→ Given request
Treat the line containing "Where can the green" as the first line and the final line of the material below as the last; reproduce that range exactly.

→ Provided records
________

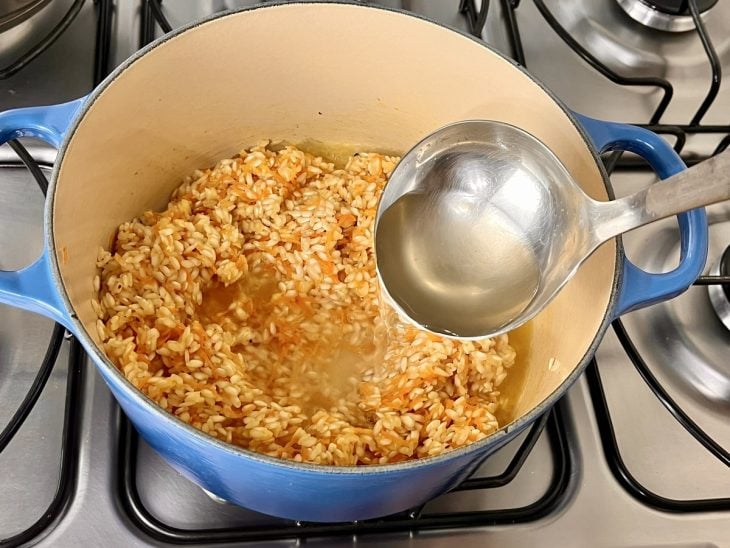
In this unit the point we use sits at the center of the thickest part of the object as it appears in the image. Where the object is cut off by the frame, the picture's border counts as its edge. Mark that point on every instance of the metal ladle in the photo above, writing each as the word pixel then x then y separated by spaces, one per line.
pixel 480 225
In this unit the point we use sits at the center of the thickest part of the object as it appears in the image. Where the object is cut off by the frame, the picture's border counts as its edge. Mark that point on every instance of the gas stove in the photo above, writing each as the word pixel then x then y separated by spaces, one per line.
pixel 634 455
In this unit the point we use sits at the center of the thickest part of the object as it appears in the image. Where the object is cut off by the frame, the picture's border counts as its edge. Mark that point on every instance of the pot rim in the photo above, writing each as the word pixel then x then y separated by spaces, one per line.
pixel 139 398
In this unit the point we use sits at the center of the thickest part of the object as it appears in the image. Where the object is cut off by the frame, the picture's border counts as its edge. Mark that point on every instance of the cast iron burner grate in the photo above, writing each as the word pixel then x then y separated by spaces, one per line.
pixel 551 425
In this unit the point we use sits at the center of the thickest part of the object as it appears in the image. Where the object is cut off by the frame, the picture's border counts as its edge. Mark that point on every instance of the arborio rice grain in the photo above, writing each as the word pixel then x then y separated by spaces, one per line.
pixel 249 308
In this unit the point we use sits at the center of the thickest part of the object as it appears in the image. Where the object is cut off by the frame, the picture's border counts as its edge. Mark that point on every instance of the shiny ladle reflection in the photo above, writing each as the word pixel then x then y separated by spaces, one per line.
pixel 481 225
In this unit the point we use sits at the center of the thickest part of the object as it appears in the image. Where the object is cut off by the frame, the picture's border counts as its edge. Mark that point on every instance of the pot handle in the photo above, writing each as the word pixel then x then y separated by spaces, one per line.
pixel 639 288
pixel 32 288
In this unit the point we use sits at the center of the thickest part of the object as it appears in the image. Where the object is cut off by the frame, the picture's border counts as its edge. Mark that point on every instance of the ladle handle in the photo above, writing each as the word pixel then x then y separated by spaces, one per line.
pixel 638 288
pixel 706 183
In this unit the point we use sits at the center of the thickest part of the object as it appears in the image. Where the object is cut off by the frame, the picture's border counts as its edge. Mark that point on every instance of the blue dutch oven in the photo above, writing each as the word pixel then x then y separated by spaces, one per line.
pixel 335 73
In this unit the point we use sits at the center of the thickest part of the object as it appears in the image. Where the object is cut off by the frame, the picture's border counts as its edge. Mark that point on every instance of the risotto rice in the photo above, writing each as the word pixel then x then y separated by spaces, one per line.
pixel 249 308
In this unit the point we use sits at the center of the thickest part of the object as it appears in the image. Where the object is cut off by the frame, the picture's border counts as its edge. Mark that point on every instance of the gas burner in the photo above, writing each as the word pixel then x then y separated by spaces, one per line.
pixel 720 294
pixel 667 15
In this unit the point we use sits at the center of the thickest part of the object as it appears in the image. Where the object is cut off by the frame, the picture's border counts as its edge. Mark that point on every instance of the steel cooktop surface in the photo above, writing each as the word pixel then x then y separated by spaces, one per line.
pixel 634 455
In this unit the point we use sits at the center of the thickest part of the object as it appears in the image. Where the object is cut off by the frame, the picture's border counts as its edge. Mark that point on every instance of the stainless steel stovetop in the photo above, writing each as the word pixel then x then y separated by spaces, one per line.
pixel 609 467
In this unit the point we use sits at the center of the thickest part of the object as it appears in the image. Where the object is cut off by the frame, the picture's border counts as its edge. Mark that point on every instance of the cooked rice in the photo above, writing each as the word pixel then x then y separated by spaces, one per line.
pixel 250 309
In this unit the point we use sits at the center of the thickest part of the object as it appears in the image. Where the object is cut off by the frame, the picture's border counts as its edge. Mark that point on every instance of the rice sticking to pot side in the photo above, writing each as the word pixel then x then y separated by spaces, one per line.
pixel 249 308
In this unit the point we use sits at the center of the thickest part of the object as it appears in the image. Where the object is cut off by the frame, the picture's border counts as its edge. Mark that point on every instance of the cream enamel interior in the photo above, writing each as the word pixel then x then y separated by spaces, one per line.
pixel 334 73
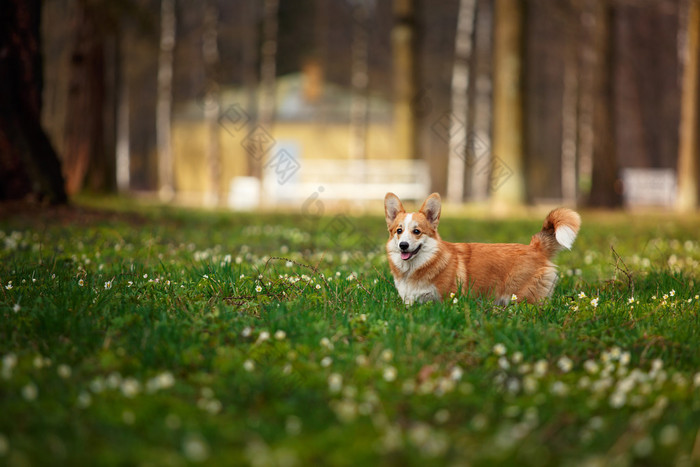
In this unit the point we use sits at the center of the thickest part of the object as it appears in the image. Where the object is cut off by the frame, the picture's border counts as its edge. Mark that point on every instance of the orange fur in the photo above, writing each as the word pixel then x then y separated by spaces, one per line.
pixel 437 268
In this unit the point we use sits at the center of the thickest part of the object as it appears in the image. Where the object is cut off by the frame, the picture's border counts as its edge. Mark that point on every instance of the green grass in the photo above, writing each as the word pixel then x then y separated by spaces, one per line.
pixel 161 336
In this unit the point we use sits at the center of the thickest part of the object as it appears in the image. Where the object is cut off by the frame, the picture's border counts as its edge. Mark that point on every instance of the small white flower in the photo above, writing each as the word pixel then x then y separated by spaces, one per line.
pixel 389 374
pixel 130 387
pixel 565 364
pixel 559 388
pixel 590 366
pixel 617 399
pixel 625 358
pixel 263 336
pixel 540 367
pixel 325 342
pixel 84 399
pixel 30 391
pixel 457 372
pixel 63 371
pixel 335 382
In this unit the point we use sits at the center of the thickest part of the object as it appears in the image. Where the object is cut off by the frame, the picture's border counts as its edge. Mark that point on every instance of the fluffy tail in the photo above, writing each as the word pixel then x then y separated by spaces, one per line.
pixel 558 231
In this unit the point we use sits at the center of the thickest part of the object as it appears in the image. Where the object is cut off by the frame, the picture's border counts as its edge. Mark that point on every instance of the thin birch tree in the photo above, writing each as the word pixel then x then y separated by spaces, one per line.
pixel 459 124
pixel 166 179
pixel 689 147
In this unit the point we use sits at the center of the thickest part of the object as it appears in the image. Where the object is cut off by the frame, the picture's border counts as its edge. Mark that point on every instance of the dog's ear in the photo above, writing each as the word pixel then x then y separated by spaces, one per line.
pixel 431 209
pixel 392 208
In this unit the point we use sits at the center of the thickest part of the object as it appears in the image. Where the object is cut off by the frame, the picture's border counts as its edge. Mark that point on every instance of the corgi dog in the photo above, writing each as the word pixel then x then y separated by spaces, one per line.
pixel 426 268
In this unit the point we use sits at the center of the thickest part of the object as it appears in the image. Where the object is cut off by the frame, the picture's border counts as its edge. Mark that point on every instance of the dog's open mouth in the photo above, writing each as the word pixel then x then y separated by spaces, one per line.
pixel 406 255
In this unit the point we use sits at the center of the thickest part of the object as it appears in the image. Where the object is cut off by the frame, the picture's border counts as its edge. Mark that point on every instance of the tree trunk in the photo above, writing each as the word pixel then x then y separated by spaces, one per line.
pixel 569 111
pixel 29 164
pixel 212 108
pixel 507 174
pixel 166 184
pixel 85 156
pixel 123 143
pixel 403 39
pixel 250 75
pixel 605 186
pixel 483 84
pixel 359 107
pixel 689 150
pixel 459 122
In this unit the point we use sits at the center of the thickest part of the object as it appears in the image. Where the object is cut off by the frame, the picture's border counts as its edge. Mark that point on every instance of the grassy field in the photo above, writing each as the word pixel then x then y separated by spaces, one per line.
pixel 167 337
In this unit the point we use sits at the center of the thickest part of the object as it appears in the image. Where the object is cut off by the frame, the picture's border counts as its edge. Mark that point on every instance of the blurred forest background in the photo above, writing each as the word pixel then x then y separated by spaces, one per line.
pixel 243 103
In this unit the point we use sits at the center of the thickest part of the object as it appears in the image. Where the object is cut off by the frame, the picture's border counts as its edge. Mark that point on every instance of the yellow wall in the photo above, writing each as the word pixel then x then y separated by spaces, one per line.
pixel 327 141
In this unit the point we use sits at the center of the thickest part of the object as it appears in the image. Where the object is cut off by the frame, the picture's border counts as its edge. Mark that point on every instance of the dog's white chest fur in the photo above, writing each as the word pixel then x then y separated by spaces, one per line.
pixel 412 291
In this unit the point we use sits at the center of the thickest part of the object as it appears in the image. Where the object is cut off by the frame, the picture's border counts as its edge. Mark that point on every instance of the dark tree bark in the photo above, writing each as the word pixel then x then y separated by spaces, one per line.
pixel 29 164
pixel 605 185
pixel 85 155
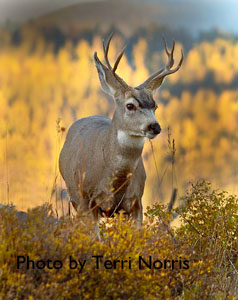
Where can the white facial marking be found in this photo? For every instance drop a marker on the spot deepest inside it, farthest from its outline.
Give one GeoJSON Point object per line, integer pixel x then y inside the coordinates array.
{"type": "Point", "coordinates": [126, 140]}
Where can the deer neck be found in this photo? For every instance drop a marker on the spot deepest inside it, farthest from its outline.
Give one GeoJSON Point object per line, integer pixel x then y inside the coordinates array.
{"type": "Point", "coordinates": [121, 150]}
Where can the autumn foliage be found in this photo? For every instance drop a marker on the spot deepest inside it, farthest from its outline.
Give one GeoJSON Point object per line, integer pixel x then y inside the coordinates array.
{"type": "Point", "coordinates": [207, 240]}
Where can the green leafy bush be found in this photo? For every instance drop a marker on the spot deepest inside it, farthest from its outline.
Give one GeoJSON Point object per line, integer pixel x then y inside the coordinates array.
{"type": "Point", "coordinates": [202, 253]}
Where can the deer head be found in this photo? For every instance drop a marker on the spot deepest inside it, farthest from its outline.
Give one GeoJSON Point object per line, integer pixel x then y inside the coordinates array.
{"type": "Point", "coordinates": [136, 107]}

________

→ Written response
Where can the green leafy bush be found in this photo? For every instance drop a marker on the spot deepest inside it, farthest from its outline.
Give one GeoJSON Point object per line, integer pixel x then y inside the coordinates array.
{"type": "Point", "coordinates": [202, 253]}
Where can the deer head be found in this photo? For every instance drop a marker on the spot deepest inside it, farthest from its outline.
Give one GeoJSON Point object per line, integer pixel x then y inside the coordinates array.
{"type": "Point", "coordinates": [136, 107]}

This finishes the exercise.